Task brief
Restate word for word the lines from the one containing "wooden railing post?" through the end of the listing below, with both ends included.

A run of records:
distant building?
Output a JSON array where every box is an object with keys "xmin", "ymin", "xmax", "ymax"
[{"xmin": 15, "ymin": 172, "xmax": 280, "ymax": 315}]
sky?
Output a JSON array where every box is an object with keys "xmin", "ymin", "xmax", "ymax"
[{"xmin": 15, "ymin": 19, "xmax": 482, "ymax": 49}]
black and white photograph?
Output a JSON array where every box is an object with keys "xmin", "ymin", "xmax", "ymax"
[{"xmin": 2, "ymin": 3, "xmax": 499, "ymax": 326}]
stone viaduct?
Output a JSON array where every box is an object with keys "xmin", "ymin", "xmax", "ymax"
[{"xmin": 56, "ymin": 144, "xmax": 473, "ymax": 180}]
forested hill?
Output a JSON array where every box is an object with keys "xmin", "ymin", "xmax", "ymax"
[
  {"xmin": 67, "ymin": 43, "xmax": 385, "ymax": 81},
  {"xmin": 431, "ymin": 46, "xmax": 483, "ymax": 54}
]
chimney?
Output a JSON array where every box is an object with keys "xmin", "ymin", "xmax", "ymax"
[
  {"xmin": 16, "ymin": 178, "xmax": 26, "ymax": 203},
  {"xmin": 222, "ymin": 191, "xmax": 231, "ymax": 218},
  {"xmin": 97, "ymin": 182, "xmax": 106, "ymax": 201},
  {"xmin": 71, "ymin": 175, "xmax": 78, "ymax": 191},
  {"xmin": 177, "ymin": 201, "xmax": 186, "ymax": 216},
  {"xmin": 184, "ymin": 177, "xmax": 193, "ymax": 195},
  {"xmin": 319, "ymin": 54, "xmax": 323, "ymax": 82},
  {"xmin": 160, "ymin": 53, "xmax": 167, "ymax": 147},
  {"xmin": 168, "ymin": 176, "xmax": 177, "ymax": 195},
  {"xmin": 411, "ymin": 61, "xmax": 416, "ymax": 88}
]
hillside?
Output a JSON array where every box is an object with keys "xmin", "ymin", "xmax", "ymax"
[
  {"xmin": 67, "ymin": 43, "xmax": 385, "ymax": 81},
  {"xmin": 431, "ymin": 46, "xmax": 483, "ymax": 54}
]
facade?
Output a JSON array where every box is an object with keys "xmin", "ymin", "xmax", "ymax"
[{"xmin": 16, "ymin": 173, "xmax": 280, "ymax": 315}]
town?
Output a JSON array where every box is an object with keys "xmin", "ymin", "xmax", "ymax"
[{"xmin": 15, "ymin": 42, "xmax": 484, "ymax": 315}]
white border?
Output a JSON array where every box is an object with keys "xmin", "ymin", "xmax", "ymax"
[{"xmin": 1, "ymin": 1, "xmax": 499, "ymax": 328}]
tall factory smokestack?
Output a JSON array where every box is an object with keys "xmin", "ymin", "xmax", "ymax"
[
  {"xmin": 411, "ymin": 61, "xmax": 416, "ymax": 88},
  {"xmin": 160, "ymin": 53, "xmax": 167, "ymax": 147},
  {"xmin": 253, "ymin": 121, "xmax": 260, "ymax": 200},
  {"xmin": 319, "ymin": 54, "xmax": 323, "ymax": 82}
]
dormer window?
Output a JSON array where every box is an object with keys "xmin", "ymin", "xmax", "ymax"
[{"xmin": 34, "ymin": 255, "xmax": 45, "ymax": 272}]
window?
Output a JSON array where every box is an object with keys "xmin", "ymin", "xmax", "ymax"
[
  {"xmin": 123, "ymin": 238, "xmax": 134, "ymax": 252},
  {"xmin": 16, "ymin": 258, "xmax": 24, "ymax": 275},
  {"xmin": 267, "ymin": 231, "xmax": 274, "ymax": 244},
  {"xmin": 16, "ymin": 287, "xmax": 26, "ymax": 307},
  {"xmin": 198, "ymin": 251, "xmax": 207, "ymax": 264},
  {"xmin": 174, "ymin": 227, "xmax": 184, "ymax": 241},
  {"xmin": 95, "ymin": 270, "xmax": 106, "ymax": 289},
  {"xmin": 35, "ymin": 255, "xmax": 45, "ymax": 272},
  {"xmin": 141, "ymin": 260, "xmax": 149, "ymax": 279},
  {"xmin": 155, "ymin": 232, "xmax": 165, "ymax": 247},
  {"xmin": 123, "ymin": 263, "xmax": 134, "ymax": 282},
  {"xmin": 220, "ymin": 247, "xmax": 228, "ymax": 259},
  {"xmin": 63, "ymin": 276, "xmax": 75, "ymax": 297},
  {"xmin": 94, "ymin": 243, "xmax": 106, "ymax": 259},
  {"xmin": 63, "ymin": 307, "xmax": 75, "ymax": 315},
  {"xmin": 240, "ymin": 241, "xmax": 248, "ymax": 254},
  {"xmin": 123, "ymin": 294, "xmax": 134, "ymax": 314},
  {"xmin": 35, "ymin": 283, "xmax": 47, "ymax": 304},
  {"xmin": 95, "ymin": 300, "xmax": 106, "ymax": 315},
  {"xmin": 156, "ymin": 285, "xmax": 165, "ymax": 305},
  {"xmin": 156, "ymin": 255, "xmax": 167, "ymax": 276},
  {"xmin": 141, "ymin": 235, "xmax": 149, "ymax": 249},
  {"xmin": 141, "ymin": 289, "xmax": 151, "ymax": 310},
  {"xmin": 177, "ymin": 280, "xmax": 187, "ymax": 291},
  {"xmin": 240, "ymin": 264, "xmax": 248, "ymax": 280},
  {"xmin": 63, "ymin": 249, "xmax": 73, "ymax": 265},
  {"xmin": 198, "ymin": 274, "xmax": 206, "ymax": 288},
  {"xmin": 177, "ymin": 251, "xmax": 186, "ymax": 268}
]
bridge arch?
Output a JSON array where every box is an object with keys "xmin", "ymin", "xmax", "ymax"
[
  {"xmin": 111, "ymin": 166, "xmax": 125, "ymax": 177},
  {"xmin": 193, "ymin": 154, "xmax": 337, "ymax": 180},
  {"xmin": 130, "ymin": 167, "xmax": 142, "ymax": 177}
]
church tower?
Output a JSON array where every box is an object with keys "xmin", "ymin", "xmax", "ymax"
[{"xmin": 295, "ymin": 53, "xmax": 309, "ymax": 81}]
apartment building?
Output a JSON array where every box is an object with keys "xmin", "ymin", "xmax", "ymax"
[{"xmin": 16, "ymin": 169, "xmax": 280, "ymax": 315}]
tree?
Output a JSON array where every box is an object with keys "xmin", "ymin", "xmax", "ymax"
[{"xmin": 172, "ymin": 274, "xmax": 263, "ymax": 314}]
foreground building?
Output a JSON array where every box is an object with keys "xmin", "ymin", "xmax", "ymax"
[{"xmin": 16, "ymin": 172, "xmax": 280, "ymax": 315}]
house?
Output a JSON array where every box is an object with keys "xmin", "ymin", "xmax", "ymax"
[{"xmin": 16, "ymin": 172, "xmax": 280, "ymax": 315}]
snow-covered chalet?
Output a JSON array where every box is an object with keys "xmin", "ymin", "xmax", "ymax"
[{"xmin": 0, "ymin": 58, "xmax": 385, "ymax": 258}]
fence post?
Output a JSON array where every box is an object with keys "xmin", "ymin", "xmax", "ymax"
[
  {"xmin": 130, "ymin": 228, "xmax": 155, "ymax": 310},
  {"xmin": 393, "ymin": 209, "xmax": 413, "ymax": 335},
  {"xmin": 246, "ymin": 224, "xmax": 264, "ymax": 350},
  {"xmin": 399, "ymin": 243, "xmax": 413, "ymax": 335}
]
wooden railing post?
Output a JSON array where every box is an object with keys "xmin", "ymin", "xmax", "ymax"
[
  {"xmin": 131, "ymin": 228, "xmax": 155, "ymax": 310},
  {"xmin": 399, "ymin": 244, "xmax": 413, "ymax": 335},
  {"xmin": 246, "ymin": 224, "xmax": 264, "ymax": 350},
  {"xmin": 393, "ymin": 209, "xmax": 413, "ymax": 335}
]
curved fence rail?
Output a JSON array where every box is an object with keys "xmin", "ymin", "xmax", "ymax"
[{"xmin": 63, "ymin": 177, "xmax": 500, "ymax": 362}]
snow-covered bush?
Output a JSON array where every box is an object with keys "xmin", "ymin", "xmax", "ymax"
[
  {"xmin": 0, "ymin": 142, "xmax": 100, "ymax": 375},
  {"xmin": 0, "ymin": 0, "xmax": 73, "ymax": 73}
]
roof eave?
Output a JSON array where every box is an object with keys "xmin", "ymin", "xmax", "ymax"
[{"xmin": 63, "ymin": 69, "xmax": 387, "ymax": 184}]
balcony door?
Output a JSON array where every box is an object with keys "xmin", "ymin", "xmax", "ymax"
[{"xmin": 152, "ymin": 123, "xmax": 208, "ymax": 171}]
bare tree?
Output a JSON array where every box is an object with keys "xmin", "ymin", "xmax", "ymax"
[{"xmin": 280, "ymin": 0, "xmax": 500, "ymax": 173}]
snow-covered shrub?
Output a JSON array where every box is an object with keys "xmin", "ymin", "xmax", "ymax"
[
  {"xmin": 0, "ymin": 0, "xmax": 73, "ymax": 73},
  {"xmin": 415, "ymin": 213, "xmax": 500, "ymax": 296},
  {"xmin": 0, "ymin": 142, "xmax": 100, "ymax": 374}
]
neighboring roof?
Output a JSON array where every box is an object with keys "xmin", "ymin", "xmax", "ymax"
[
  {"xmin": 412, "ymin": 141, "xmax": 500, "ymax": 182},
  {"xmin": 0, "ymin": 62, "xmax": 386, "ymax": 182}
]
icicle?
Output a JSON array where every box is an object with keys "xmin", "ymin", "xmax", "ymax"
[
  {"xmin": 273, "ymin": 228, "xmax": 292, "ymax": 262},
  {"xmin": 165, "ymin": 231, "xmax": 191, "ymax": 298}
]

Written response
wooden railing post?
Output a JSON array where every box is an object with keys "xmin", "ymin", "xmax", "ymax"
[
  {"xmin": 131, "ymin": 228, "xmax": 155, "ymax": 310},
  {"xmin": 399, "ymin": 244, "xmax": 413, "ymax": 335},
  {"xmin": 246, "ymin": 224, "xmax": 264, "ymax": 350},
  {"xmin": 393, "ymin": 209, "xmax": 413, "ymax": 335}
]
curved fence rail?
Output a JSON array where every box is an object with keys "xmin", "ymin", "xmax", "ymax"
[{"xmin": 63, "ymin": 177, "xmax": 500, "ymax": 362}]
snow-covered bush?
Output a JSON array where every box is an object with keys "xmin", "ymin", "xmax", "ymax"
[
  {"xmin": 0, "ymin": 142, "xmax": 100, "ymax": 375},
  {"xmin": 0, "ymin": 0, "xmax": 73, "ymax": 73}
]
roof eave?
Output a JSON array where every box is an object with keys "xmin", "ymin", "xmax", "ymax"
[{"xmin": 63, "ymin": 69, "xmax": 387, "ymax": 184}]
balcony door?
Output a JSON array where every box is an object with keys "xmin", "ymin", "xmax", "ymax"
[{"xmin": 152, "ymin": 123, "xmax": 208, "ymax": 171}]
bare tree?
Output a JSON array where every box is an object with keys "xmin", "ymin", "xmax", "ymax"
[{"xmin": 280, "ymin": 0, "xmax": 500, "ymax": 173}]
snow-covered shrub?
Output a JSON array where every box is an object with keys "xmin", "ymin", "xmax", "ymax"
[
  {"xmin": 0, "ymin": 0, "xmax": 73, "ymax": 73},
  {"xmin": 415, "ymin": 213, "xmax": 500, "ymax": 296},
  {"xmin": 0, "ymin": 142, "xmax": 100, "ymax": 374}
]
neighboring roof?
Output a JSON array where every box is an object with keys "xmin", "ymin", "xmax", "ymax"
[
  {"xmin": 412, "ymin": 141, "xmax": 500, "ymax": 182},
  {"xmin": 0, "ymin": 62, "xmax": 386, "ymax": 182}
]
icicle?
Output a JSON array where every box is an object with keys "xmin", "ymin", "xmax", "ymax"
[
  {"xmin": 273, "ymin": 228, "xmax": 292, "ymax": 262},
  {"xmin": 165, "ymin": 231, "xmax": 191, "ymax": 298}
]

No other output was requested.